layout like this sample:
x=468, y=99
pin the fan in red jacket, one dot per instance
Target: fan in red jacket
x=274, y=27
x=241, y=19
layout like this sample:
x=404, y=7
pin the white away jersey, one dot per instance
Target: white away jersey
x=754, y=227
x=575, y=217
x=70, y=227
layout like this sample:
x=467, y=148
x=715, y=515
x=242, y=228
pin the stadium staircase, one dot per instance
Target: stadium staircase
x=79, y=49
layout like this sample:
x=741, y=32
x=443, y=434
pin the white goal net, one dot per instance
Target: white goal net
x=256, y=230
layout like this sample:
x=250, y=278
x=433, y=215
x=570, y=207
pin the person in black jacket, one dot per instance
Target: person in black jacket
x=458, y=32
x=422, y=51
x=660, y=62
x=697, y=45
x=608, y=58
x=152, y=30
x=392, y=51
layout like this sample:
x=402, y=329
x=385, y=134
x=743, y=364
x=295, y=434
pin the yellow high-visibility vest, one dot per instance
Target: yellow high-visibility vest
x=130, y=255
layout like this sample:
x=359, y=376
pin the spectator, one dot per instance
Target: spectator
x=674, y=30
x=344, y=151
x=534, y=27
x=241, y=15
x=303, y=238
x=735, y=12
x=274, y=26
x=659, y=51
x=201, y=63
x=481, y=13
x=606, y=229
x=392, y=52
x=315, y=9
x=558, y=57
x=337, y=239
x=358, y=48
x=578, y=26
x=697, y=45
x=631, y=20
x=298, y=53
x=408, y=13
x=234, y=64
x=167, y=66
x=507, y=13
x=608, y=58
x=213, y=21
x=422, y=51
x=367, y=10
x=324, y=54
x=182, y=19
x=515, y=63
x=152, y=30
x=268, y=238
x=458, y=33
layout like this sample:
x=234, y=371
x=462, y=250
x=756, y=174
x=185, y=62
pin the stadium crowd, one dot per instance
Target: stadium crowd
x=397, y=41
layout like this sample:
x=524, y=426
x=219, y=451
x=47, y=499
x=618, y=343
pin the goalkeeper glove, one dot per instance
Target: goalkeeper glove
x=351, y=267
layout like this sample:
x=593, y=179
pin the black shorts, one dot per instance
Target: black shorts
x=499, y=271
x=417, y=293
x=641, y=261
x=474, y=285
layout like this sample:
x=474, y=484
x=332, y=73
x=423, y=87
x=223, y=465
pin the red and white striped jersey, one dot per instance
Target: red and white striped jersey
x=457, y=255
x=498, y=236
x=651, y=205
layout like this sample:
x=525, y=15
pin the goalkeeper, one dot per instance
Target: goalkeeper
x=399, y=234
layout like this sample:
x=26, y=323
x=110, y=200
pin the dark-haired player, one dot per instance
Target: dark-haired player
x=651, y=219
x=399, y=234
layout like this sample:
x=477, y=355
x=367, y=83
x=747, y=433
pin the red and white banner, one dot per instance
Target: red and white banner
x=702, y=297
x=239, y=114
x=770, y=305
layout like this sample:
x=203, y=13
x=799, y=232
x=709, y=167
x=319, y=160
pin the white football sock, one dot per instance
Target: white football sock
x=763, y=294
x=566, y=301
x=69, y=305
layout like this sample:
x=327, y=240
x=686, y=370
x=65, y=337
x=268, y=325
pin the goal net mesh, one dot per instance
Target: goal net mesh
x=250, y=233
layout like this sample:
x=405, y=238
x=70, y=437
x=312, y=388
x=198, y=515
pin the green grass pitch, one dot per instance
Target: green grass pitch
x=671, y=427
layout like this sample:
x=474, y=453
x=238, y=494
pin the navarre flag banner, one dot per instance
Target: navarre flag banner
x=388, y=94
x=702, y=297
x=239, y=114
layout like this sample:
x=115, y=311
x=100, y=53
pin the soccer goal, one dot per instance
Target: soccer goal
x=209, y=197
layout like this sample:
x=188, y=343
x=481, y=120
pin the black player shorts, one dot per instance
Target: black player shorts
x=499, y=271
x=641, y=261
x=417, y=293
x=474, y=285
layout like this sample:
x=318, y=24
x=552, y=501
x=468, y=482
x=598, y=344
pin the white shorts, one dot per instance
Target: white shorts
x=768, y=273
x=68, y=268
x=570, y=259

_ _ _ _ _

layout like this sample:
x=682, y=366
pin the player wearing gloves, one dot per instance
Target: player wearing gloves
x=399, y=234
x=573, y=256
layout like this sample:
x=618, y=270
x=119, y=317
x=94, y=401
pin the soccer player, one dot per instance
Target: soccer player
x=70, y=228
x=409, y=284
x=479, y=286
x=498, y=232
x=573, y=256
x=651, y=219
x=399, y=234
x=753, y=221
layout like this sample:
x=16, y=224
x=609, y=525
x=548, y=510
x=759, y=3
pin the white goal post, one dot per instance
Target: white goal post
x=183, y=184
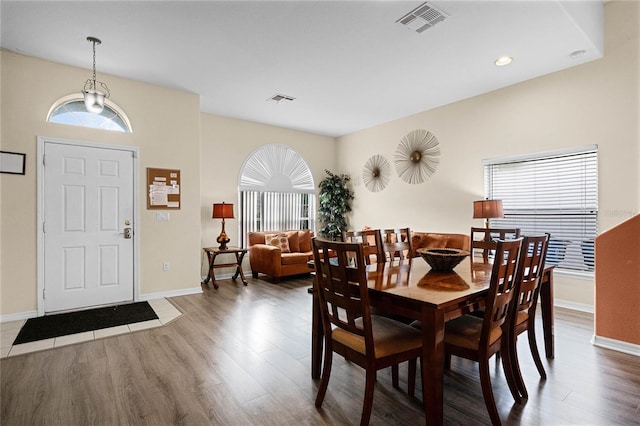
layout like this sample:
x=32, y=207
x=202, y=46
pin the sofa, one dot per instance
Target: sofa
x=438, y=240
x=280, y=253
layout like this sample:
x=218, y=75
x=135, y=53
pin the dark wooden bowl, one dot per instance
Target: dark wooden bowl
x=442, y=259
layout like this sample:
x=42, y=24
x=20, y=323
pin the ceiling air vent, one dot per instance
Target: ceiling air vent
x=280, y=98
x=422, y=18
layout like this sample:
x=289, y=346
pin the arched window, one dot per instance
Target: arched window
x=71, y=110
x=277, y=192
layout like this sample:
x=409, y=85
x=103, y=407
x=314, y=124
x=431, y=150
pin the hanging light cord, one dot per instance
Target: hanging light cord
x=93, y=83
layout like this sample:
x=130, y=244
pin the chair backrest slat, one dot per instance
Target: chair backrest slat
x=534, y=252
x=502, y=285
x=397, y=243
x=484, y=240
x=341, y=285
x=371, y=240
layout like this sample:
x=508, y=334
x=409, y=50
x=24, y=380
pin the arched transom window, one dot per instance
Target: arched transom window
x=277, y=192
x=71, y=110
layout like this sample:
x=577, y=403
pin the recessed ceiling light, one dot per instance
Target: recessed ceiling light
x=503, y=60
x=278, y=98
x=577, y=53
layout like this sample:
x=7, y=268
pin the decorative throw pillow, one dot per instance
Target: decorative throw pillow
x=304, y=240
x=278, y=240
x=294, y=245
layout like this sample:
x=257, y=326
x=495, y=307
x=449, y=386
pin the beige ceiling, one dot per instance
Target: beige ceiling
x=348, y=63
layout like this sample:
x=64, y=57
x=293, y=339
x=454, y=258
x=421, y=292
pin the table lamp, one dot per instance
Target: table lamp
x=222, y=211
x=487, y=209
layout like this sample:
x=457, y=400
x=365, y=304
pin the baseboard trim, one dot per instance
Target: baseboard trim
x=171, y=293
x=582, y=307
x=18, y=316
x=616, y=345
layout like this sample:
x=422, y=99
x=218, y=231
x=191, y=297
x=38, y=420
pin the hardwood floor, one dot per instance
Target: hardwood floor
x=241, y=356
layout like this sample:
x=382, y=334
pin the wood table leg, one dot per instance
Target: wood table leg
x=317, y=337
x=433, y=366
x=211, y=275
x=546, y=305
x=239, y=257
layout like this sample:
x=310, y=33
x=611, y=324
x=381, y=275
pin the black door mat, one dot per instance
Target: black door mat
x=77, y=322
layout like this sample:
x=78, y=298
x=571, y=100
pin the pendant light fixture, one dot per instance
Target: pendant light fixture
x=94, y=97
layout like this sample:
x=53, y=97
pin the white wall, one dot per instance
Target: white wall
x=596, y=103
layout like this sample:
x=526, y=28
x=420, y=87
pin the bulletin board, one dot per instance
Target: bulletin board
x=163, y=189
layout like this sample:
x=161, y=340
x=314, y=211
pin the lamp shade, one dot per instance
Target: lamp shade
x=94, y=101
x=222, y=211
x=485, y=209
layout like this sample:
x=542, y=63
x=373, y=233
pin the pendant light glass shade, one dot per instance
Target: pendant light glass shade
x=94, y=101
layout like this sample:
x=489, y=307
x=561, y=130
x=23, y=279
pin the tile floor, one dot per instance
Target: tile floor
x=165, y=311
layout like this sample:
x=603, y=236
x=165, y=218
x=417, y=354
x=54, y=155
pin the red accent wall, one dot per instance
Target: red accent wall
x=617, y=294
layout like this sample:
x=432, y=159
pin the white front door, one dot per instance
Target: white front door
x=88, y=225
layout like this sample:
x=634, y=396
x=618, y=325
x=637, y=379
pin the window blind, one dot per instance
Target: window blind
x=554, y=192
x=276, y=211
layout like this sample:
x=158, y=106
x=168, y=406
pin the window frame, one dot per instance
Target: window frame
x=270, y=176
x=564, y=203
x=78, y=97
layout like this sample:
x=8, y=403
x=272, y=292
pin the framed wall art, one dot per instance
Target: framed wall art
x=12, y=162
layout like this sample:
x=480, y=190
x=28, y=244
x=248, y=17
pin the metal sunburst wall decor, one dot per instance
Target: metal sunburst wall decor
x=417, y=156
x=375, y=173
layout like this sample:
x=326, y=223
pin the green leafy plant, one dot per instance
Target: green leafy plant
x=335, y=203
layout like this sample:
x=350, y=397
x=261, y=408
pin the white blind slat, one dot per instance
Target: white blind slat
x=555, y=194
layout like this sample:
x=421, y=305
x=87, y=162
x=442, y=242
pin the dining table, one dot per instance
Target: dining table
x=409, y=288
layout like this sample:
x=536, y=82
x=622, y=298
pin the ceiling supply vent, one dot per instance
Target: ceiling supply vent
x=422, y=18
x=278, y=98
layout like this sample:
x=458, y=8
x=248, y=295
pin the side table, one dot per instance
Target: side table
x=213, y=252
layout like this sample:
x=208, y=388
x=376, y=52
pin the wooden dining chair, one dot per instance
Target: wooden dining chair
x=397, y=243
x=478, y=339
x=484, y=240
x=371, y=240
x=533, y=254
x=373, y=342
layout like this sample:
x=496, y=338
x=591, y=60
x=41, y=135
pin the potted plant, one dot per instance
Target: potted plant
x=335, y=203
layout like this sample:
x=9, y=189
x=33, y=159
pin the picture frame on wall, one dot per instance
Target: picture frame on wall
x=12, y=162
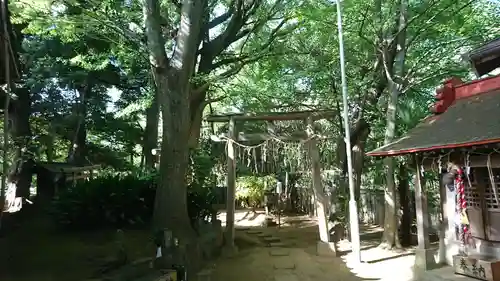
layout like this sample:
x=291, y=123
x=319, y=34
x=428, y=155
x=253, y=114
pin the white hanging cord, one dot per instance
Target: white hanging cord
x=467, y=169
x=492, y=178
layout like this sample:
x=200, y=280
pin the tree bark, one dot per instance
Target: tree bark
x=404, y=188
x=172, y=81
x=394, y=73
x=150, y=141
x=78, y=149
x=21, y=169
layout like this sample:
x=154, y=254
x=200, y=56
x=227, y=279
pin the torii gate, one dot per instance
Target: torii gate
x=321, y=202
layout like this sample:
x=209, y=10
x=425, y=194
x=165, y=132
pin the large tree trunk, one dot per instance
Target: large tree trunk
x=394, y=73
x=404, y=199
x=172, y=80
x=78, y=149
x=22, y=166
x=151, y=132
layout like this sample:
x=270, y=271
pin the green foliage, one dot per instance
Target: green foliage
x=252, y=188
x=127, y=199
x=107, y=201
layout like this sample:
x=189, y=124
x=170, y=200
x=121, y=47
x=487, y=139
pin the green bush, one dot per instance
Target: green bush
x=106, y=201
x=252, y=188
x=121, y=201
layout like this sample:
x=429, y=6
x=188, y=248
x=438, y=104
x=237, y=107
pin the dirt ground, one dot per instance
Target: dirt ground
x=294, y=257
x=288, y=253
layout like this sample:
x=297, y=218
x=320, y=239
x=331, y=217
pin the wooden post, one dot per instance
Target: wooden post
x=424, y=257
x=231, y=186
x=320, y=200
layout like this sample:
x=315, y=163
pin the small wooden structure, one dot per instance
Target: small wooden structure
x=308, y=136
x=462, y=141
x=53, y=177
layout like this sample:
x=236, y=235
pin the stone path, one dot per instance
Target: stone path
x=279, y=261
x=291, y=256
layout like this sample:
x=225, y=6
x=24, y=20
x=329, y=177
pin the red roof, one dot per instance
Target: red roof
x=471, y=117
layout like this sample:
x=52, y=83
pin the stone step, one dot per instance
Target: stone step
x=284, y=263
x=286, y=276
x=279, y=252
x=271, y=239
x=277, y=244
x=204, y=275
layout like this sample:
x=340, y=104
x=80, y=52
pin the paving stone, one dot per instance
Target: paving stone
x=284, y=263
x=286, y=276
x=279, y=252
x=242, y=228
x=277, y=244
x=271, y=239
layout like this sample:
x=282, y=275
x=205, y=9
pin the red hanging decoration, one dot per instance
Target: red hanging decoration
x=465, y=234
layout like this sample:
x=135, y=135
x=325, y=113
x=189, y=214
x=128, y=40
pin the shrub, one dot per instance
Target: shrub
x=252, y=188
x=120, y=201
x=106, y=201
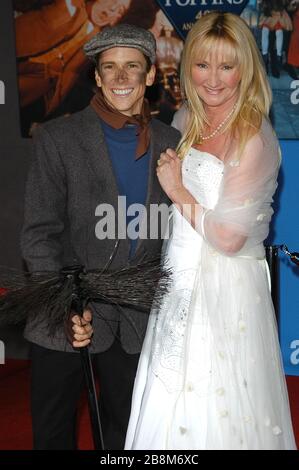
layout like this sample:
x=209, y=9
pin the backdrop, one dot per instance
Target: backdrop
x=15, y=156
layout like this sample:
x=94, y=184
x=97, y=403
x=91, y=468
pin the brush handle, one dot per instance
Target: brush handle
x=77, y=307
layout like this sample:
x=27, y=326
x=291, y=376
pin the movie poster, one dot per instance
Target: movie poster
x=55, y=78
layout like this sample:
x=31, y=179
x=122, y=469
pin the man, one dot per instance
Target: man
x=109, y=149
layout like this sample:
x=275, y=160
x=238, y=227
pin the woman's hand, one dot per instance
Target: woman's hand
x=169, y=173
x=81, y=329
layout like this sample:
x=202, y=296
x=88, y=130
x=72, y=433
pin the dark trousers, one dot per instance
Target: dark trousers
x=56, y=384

_ _ _ _ _

- _ABOUT THIS TASK_
Would you restate, exactly and with no pictures, the lines of the entries above from the one containing "Target: small wooden structure" through the one containing "pin the woman's hand, one dot per instance"?

- _TASK RESULT_
Target: small wooden structure
x=308, y=136
x=462, y=141
x=53, y=177
layout like this sample:
x=236, y=235
pin the stone path, one dot per instance
Target: stone path
x=279, y=261
x=291, y=256
layout like this sample:
x=225, y=6
x=24, y=20
x=329, y=177
pin the red roof, one dot per instance
Target: red roof
x=471, y=117
layout like this sample:
x=52, y=83
pin the stone step, one dot per instance
Target: stone step
x=284, y=263
x=286, y=276
x=279, y=252
x=271, y=239
x=277, y=244
x=204, y=275
layout like this sample:
x=340, y=104
x=80, y=52
pin the paving stone, one dot per instance
Target: paving stone
x=284, y=263
x=286, y=276
x=279, y=252
x=242, y=228
x=277, y=244
x=271, y=239
layout like this sample:
x=282, y=275
x=205, y=9
pin the red hanging decoration, one dot per instance
Target: red hanging decoration
x=465, y=234
layout like this sample:
x=135, y=135
x=325, y=113
x=189, y=214
x=128, y=40
pin the shrub, one dot per instance
Target: shrub
x=252, y=188
x=120, y=201
x=106, y=201
layout like this sample:
x=209, y=9
pin the backdrop, one dot per instance
Target: backdrop
x=15, y=156
layout like this sample:
x=94, y=184
x=97, y=403
x=91, y=468
pin the brush handle, one dot per instance
Target: brush handle
x=77, y=307
layout like this sample:
x=27, y=326
x=291, y=376
pin the movie poster, one dot per instance
Target: movie poster
x=55, y=78
layout like this sample:
x=31, y=179
x=122, y=469
pin the man, one dot per instance
Target: man
x=109, y=149
layout like this sample:
x=275, y=160
x=238, y=227
pin the woman's hand, one dot per instance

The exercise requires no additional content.